>> Begin Dataset

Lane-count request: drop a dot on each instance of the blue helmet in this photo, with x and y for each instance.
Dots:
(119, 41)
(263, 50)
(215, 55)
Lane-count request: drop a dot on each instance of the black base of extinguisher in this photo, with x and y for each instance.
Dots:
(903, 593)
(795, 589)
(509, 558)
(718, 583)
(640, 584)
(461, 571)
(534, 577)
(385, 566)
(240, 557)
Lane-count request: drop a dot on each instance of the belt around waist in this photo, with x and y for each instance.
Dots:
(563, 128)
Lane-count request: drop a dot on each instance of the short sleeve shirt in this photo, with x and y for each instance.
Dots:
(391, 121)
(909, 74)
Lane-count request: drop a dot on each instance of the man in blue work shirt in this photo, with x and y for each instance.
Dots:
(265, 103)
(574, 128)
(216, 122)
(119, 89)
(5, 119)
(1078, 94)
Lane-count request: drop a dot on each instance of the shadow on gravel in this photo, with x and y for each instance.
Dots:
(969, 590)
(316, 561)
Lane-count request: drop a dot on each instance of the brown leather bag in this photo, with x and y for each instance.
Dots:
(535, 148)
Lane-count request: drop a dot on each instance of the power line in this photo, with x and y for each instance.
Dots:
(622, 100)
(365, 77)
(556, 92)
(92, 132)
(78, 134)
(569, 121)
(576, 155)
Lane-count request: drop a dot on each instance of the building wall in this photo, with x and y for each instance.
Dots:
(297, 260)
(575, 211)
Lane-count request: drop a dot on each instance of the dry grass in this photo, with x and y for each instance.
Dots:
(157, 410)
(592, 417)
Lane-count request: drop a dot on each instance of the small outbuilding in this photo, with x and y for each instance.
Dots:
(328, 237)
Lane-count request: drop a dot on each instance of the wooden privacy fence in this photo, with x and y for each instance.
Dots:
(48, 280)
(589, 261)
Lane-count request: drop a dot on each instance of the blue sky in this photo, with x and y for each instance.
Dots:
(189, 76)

>> End Dataset

→ **Goal**: Update the whole listing above by replacing every occurrence of "drop a dot" with "place a point", leaving all other text unchanged.

→ **Solution below**:
Lane-count request: place a point on each instance of the blue helmet in this photo, with x and y for each instance.
Dots:
(119, 41)
(263, 50)
(215, 55)
Lane-count request: place a point on each instance of the black base of extinguisher in this photo, with x and y for each instance.
Dots:
(903, 593)
(795, 589)
(509, 558)
(718, 583)
(640, 584)
(461, 571)
(534, 577)
(385, 566)
(240, 557)
Lane-count request: place a point on each instance of the belt around waist in this photo, with x and y for each instance.
Dots:
(563, 128)
Lane-count request: place a point on each instance of the short sleeve shirt in this photo, with x and y for each instance.
Dots:
(391, 121)
(909, 74)
Lane-count request: place a point on each instance of the man in blue work shirt in this photo, with x and y for each instance.
Dots:
(265, 103)
(574, 128)
(216, 122)
(119, 89)
(5, 119)
(1078, 94)
Lane-count request: place a point on each instance of the shadow on gravel in this photo, with x and y for each instance.
Dots:
(969, 590)
(316, 561)
Lane-count request: place a point on each instance of the brown leather bag in this photo, with x and y for each instance.
Dots:
(535, 148)
Lane-count request: place a point on each instance of the power line in this photo, with x and y for each instance.
Dots:
(622, 100)
(365, 77)
(556, 92)
(92, 132)
(78, 134)
(569, 121)
(576, 155)
Lane-count request: place a point on each instance of the building wall in this photo, with x and y for each instance.
Dots:
(297, 260)
(575, 211)
Lane-count request: place a point on each instance of the dry grass in this photo, with x and y for each instance.
Dots:
(157, 410)
(592, 417)
Lane-count request: place a point on each instance of the small outbuilding in this photo, with x and y for each instance.
Dots:
(328, 237)
Lane-count request: place a point on each instance of the wooden privacy fence in this photo, with x and y for each instance.
Dots:
(48, 280)
(589, 261)
Lane-count request: place a point on each instance of the blue sky in this photo, with x and y for each instance.
Dots:
(189, 76)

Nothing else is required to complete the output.